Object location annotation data

::::

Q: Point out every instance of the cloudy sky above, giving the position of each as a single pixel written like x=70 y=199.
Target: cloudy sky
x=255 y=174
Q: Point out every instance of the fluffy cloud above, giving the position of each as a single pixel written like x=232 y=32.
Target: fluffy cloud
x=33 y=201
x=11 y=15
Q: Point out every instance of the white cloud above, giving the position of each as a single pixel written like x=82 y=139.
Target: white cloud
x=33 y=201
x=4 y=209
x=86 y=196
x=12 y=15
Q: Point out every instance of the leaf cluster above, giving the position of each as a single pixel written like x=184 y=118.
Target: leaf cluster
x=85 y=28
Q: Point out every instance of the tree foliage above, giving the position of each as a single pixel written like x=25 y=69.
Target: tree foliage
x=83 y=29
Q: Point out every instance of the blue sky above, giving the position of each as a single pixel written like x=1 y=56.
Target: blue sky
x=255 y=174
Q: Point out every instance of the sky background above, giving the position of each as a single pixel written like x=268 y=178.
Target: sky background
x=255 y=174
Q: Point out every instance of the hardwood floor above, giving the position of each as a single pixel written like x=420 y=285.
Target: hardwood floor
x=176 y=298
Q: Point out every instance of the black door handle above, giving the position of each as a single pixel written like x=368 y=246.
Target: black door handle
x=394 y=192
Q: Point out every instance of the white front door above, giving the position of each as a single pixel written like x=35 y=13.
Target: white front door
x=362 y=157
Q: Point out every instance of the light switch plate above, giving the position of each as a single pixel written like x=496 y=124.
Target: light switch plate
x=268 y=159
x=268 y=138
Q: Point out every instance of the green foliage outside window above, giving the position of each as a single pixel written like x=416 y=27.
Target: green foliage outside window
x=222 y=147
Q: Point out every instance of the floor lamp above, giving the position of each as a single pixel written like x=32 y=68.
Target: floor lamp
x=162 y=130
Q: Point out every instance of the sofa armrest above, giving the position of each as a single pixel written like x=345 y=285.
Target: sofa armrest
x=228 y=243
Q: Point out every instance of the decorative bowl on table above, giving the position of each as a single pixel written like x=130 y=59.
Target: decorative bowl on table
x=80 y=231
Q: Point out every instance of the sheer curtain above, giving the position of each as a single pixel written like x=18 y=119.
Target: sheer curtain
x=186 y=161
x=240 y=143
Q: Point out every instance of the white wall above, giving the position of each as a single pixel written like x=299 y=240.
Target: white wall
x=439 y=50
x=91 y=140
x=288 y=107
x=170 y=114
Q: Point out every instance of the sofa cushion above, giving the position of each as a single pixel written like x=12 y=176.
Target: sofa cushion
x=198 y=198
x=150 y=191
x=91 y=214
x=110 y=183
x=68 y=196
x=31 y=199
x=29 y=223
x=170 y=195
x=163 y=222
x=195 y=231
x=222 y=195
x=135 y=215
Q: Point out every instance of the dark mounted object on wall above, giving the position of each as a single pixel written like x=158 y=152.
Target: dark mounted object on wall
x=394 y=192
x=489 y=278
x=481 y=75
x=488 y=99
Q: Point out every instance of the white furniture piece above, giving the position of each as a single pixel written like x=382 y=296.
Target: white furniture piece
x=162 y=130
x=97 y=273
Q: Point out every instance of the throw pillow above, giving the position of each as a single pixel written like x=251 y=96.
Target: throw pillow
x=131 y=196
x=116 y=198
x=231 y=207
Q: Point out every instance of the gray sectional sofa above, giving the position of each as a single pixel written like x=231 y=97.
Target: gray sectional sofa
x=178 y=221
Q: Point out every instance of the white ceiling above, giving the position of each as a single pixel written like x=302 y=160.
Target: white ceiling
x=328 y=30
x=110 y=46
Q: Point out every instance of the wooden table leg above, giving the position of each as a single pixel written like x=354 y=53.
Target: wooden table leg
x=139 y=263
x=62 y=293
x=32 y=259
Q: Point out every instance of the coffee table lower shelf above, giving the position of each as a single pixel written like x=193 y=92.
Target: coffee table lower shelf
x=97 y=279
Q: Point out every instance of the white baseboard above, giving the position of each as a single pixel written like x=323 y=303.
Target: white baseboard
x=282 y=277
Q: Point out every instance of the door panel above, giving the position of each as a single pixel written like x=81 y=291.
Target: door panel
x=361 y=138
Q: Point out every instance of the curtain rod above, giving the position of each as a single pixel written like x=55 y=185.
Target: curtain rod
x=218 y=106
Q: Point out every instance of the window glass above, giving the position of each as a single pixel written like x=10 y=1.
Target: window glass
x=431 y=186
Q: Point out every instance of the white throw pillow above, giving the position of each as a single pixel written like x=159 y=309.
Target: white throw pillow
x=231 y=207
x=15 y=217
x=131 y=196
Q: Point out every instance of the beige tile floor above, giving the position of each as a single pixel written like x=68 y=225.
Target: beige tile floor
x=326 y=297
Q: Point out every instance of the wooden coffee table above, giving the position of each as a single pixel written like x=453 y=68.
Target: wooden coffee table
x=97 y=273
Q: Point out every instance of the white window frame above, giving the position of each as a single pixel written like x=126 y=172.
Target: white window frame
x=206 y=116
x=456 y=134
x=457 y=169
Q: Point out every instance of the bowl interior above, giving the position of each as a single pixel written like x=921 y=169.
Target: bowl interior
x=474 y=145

::::

Recast the lines above as a Markdown table with two columns, Row and Line. Number each row and leave out any blank lines.

| Row | Line |
|---|---|
| 1 | Q: Point out every instance of the cloudy sky above, giving the position of each as a single pixel written like x=70 y=199. |
| 2 | Target: cloudy sky |
| 3 | x=255 y=174 |
| 4 | Q: Point out every instance of the fluffy cloud above, giving the position of each as a single pixel written like x=232 y=32. |
| 5 | Target: fluffy cloud |
| 6 | x=33 y=201 |
| 7 | x=11 y=15 |
| 8 | Q: Point out every instance of the white cloud above, giving the position of each as a single pixel written like x=82 y=139. |
| 9 | Target: white cloud |
| 10 | x=33 y=201 |
| 11 | x=4 y=209 |
| 12 | x=86 y=196 |
| 13 | x=12 y=15 |
| 14 | Q: Point out every instance of the leaf cluster above, giving the position of each as a single pixel written like x=184 y=118. |
| 15 | Target: leaf cluster |
| 16 | x=85 y=28 |
| 17 | Q: Point out every instance of the tree foliage above, giving the position of each as a single pixel written like x=25 y=69. |
| 18 | Target: tree foliage |
| 19 | x=83 y=29 |
| 20 | Q: Point out every instance of the blue sky above, giving the position of each as a single pixel written like x=1 y=56. |
| 21 | Target: blue sky |
| 22 | x=255 y=174 |
| 23 | Q: Point out every instance of the sky background above, giving the position of each as a single pixel written like x=268 y=178. |
| 24 | Target: sky background |
| 25 | x=255 y=174 |
| 26 | Q: Point out every instance of the hardwood floor above, giving the position of each as a single pixel written like x=420 y=285. |
| 27 | Target: hardwood floor |
| 28 | x=176 y=298 |
| 29 | Q: Point out every instance of the black door handle above, giving the position of each as a single pixel written like x=368 y=246. |
| 30 | Target: black door handle |
| 31 | x=394 y=192 |
| 32 | Q: Point out every instance of the white front door above, giving the position of each as a single pixel written like x=35 y=13. |
| 33 | Target: white front door |
| 34 | x=362 y=157 |
| 35 | Q: Point out every instance of the light switch plate above, giving the position of each as a single pixel written like x=496 y=124. |
| 36 | Target: light switch plate |
| 37 | x=268 y=159 |
| 38 | x=268 y=138 |
| 39 | Q: Point out every instance of the green foliage outside window above, giving the position of each as a single pixel written like x=416 y=27. |
| 40 | Target: green foliage outside window |
| 41 | x=222 y=147 |
| 42 | Q: Point out every instance of the floor lamp above, giving the position of each as a single pixel written like x=32 y=68. |
| 43 | Target: floor lamp |
| 44 | x=162 y=130 |
| 45 | Q: Point out every instance of the sofa armrest above, giving the position of each as a single pixel written like x=345 y=285. |
| 46 | Target: sofa armrest |
| 47 | x=228 y=243 |
| 48 | Q: Point out every instance of the decorative bowl on table above, giving the position of each as a single pixel written like x=130 y=59. |
| 49 | Target: decorative bowl on table |
| 50 | x=80 y=231 |
| 51 | Q: Point out every instance of the sheer curtain above, giving the position of each as a single pixel written like x=18 y=119. |
| 52 | Target: sheer curtain |
| 53 | x=186 y=161 |
| 54 | x=240 y=143 |
| 55 | Q: Point out every instance of the white wall above, giving the position of each as a single pixel written like x=299 y=240. |
| 56 | Target: white wall |
| 57 | x=439 y=50 |
| 58 | x=91 y=140 |
| 59 | x=288 y=107 |
| 60 | x=170 y=114 |
| 61 | Q: Point out every instance of the sofa cushion above, giving the position of each as a single pixel written like x=12 y=176. |
| 62 | Target: sofa cushion |
| 63 | x=198 y=198 |
| 64 | x=150 y=191 |
| 65 | x=91 y=214 |
| 66 | x=110 y=183 |
| 67 | x=68 y=196 |
| 68 | x=31 y=199 |
| 69 | x=29 y=223 |
| 70 | x=170 y=195 |
| 71 | x=163 y=222 |
| 72 | x=195 y=231 |
| 73 | x=222 y=195 |
| 74 | x=135 y=215 |
| 75 | Q: Point out every instance of the dark mounted object on wall above, giving the position of each as a single pixel written like x=158 y=152. |
| 76 | Target: dark mounted object on wall |
| 77 | x=394 y=192 |
| 78 | x=489 y=278 |
| 79 | x=481 y=75 |
| 80 | x=488 y=99 |
| 81 | Q: Point out every instance of the white furniture piece above, giving the position of each as a single pixel written like x=382 y=296. |
| 82 | Target: white furniture piece |
| 83 | x=162 y=130 |
| 84 | x=97 y=273 |
| 85 | Q: Point out every instance of the throw pillow above, giving the position of each as a single pixel written like x=251 y=96. |
| 86 | Target: throw pillow |
| 87 | x=131 y=196 |
| 88 | x=116 y=198 |
| 89 | x=231 y=207 |
| 90 | Q: Point out every instance of the gray sectional sofa above, giving the position of each as a single pixel written like x=231 y=97. |
| 91 | Target: gray sectional sofa |
| 92 | x=178 y=221 |
| 93 | Q: Point out every instance of the white ceiling above, giving the position of each as a single pixel written like x=302 y=160. |
| 94 | Target: white ceiling |
| 95 | x=328 y=30 |
| 96 | x=110 y=46 |
| 97 | Q: Point out every instance of the wooden table leg above, giving the position of each as a single pixel written like x=354 y=53. |
| 98 | Target: wooden table leg |
| 99 | x=139 y=263 |
| 100 | x=62 y=293 |
| 101 | x=32 y=259 |
| 102 | Q: Point out every instance of the coffee table lower shelf above, giving the position of each as a single pixel written like x=193 y=92. |
| 103 | Target: coffee table lower shelf |
| 104 | x=97 y=279 |
| 105 | Q: Point out every instance of the white baseboard above, giving the position of each as a single pixel written like x=323 y=303. |
| 106 | Target: white baseboard |
| 107 | x=282 y=277 |
| 108 | Q: Point out every instance of the door panel above, giving the position of each as a single pixel written like x=81 y=291. |
| 109 | Target: door panel |
| 110 | x=361 y=138 |
| 111 | Q: Point out every instance of the curtain rod above, giving the position of each as a single pixel written like x=55 y=185. |
| 112 | Target: curtain rod |
| 113 | x=218 y=106 |
| 114 | Q: Point out every instance of the window glass above, giving the position of each as a single pixel written like x=10 y=1. |
| 115 | Target: window glass |
| 116 | x=431 y=186 |
| 117 | Q: Point out every instance of the white throw pillow above, giving the position of each as a single pixel written like x=159 y=309. |
| 118 | Target: white throw pillow |
| 119 | x=231 y=207 |
| 120 | x=15 y=217 |
| 121 | x=131 y=196 |
| 122 | Q: Point out every instance of the beige tile floor above, giving the position of each as a single pixel written like x=68 y=225. |
| 123 | Target: beige tile floor |
| 124 | x=326 y=297 |
| 125 | Q: Point out every instance of the wooden coffee table above, giving the position of each as a single pixel written like x=453 y=68. |
| 126 | Target: wooden coffee table |
| 127 | x=97 y=273 |
| 128 | Q: Point out every instance of the white window frame above, giving the position of each as a single pixel written like x=126 y=172. |
| 129 | Target: white window frame |
| 130 | x=206 y=116 |
| 131 | x=456 y=134 |
| 132 | x=457 y=169 |
| 133 | Q: Point out every instance of the bowl interior above, giving the position of each as a single pixel written like x=921 y=169. |
| 134 | Target: bowl interior |
| 135 | x=474 y=145 |